Passage provided:
What To Do When Workers’ Comp Isn’t Enough
If you were hurt on the job and are trying to figure out how to cover all your needs while you heal, you may be running into some roadblocks with workers’ compensation.
To start, it helps to understand the basics: Workers’ comp is a type of insurance coverage that federal law requires businesses to have. It must cover health care costs, wage replacement, disability compensation, and even funeral expenses if an employee gets sick, is injured, or dies on the job.
Workers’ comp gives benefits no matter who is at fault. In exchange for the compensation, “the worker cannot bring a civil action against the employer for pain and suffering or other damages, except in cases of intentional acts,” according to New Jersey’s Department of Labor and Workforce Development.
The key to ensuring you get full coverage for your work-related injury or illness is quick reporting. You should alert your workplace as soon as a health problem arises, so your employer and its insurance carriers can direct you where to go for medical care.
Even when you follow the guidelines, workers’ comp may not cover everything you need until you can return to work. To help, here are some tips for what you can do when workers’ comp isn’t enough.

What is being asked:
Continue the article on what to do when workers' compensation isn't enough, picking up right after its final sentence about tips.

[Collected data entries]
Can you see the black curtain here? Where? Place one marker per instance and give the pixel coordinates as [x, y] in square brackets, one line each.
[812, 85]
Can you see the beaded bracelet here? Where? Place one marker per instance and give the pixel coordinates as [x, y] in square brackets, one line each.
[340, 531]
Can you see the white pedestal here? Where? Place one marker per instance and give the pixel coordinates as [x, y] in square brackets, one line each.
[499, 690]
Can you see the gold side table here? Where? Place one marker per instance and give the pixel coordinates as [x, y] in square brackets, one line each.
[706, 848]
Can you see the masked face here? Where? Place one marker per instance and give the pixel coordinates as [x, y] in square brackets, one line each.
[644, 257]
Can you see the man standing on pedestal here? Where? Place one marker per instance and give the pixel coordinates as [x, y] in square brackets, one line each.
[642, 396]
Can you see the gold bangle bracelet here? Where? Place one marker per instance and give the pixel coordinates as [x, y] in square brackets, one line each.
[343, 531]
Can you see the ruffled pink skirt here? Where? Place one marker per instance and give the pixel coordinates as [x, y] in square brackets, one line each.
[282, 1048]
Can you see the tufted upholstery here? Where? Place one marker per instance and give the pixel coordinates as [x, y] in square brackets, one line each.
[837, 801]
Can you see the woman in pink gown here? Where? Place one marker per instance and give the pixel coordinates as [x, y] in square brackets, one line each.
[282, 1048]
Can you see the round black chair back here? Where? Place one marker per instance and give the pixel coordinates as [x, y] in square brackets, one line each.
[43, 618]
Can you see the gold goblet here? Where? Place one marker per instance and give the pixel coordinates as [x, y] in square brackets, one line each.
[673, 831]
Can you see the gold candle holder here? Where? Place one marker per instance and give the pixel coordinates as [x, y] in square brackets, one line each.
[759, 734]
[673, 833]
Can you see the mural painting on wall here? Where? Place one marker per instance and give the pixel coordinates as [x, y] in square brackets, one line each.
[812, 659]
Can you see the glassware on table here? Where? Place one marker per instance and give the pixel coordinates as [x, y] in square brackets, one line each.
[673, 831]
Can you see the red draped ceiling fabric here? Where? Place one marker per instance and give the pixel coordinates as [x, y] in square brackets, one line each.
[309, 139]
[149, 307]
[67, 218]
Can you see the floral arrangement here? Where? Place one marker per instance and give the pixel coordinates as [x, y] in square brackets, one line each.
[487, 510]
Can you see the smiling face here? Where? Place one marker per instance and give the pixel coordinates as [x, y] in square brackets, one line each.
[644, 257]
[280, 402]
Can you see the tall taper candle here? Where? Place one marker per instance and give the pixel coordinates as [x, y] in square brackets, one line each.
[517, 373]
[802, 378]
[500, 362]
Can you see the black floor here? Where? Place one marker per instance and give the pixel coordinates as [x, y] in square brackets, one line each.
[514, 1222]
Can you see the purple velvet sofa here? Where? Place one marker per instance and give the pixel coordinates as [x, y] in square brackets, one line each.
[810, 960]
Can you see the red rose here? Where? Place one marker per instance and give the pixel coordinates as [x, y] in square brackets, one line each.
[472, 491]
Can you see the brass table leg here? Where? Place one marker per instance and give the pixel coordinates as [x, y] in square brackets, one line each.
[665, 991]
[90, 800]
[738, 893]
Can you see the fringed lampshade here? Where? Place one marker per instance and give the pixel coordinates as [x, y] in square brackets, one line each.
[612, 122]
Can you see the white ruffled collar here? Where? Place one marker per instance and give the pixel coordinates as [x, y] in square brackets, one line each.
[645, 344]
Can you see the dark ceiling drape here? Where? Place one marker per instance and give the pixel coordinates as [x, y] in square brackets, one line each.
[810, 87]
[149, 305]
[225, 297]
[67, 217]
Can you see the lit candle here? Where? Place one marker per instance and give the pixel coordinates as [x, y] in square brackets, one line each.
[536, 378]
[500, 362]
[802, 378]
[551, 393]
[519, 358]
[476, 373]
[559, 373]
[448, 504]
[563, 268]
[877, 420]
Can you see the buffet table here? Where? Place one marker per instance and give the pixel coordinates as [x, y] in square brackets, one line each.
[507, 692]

Exercise result:
Prepare to defend yourself
As with any insurance company, the carrier providing your workers’ comp benefits will want to keep its costs low. Because it is your employer’s carrier, not yours, it may try to cut off benefits as soon as possible, which means you need to be prepared to defend your rights.
Workers’ comp laws are complex so, instead of trying to represent yourself as you work with insurance, a personal injury attorney who is experienced at dealing with workers’ comp claims can represent you. Hiring an attorney means you can focus on healing, while the attorney focuses on getting you the compensation you need.
Take your attorney to your vocational assessment
If your employer or the workers’ comp insurance provider asks you to take a vocational assessment or evaluation, a lawyer will help protect your rights. The goal of the assessment is to gauge your earning capacity, and the vocational expert may ask you a series of questions about your ability to work, your past jobs, or training you’ve done.
“A vocational expert can either support a claim for economic damages or refute a plaintiff’s claim for such damages,” according to Occupational Assessment Services.
The expert may be asked to testify in court, which is why what you say in your interview is so important. Your attorney can ensure all questions are relevant to your case and that your interview is conducted fairly. When you receive your assessment results, your lawyer can also help you decide what steps to take.
Identify who is responsible for your illness or injury
If a third party — someone besides you or your employer — was responsible for your illness or injury, you can hold that party liable.
For example, if you are a construction worker who slipped on a tool left by a plumber who does not work for your company, that plumber is at fault, according to HG.org legal resources. Or, if you were sickened by a mislabeled toxic substance that did not leave you eligible for workers’ comp, the product’s creator can be held liable.